_GIVEN TASK_: Print the listing below exactly, beginning with its first line and going on through the line that contains "pixel 1327 824", with both of those lines included. Leave the pictures out.

_RECORDS FOR THIS TASK_:
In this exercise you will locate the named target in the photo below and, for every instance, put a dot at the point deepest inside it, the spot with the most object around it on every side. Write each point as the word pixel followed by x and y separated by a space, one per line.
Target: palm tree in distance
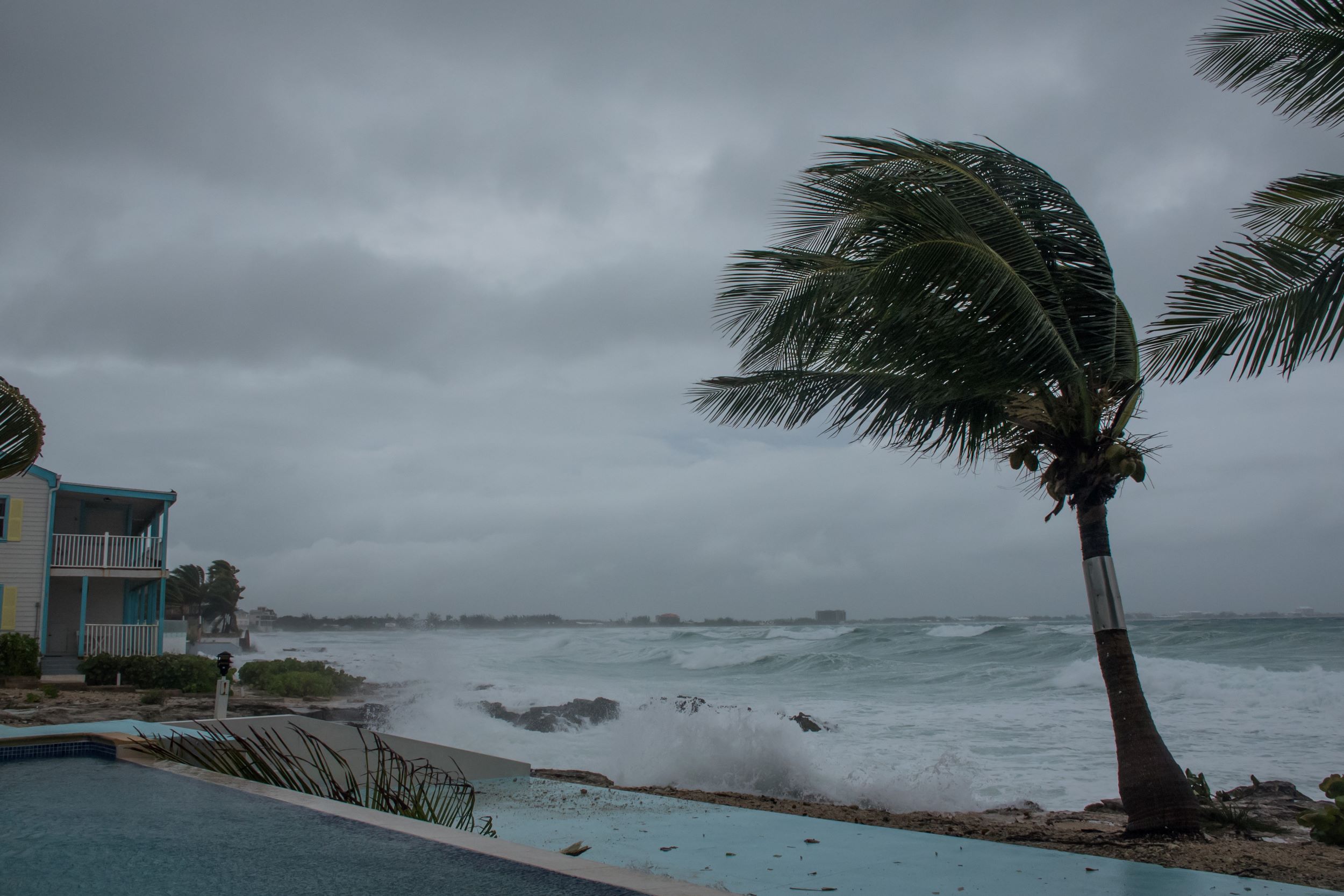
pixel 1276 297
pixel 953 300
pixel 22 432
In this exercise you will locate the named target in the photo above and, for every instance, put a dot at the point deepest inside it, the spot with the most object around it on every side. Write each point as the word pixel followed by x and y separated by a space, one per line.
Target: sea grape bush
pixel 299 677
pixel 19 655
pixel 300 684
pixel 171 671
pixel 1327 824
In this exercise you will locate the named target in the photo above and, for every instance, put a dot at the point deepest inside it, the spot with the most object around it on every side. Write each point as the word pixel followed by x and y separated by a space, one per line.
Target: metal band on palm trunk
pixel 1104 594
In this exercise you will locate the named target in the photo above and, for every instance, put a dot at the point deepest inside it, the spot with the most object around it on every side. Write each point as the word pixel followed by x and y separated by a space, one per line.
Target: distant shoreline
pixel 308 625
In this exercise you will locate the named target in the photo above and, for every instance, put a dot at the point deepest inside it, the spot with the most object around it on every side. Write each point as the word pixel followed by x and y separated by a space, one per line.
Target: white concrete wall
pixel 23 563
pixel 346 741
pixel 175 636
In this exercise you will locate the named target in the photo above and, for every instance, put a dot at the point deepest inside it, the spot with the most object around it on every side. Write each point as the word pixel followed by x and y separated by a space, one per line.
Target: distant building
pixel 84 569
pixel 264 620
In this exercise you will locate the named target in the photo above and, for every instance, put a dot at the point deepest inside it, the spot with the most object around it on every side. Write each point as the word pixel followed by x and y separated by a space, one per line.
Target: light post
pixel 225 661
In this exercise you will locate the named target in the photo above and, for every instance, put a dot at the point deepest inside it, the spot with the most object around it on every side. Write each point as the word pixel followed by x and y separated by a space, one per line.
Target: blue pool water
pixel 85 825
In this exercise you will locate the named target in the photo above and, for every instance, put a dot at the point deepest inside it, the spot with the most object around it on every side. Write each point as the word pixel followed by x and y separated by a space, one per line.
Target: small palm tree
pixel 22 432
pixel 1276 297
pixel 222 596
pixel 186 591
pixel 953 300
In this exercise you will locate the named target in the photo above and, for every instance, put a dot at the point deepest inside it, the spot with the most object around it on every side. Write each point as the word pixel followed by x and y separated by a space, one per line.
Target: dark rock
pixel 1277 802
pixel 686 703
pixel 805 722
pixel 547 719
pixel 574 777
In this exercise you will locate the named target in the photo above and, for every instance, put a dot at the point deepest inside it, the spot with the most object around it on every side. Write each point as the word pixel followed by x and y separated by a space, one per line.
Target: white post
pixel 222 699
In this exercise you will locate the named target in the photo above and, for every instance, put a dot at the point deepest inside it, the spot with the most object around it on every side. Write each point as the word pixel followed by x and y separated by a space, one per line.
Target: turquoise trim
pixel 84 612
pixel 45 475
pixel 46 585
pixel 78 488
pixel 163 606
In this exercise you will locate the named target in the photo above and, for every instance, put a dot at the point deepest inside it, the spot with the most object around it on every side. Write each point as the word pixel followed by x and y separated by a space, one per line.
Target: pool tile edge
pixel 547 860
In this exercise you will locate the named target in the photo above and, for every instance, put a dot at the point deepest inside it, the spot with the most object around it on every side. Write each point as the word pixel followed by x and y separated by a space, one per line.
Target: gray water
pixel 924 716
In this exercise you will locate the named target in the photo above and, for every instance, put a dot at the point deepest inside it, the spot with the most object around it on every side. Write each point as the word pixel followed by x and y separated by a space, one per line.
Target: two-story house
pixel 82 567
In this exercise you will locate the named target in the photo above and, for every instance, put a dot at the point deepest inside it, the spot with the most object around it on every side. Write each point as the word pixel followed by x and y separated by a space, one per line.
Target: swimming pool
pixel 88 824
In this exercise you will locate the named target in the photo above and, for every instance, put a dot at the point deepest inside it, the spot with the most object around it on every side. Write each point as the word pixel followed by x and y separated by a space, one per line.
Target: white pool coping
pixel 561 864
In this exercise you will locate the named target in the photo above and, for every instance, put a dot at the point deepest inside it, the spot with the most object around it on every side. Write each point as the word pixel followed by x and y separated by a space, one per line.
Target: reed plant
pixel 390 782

_COMPLETE OUTPUT_:
In this exercise you will locate the named target in the photo below and, for every instance, put a dot at the point deepest inside it, the spot with the most object around it on every side. Write each point as the word pixel followed by x and y separated by a space, one per line.
Target: palm tree in distance
pixel 1276 297
pixel 953 300
pixel 22 432
In this exercise you will locate the named target in the photo above and, for every instance, put a dot at the point deepest inside it, the spot with the most object around it on every side. Write each point as the word pixel followed by x and y separated by a space, one per line.
Target: sea grape bush
pixel 299 677
pixel 19 655
pixel 300 684
pixel 171 671
pixel 1327 824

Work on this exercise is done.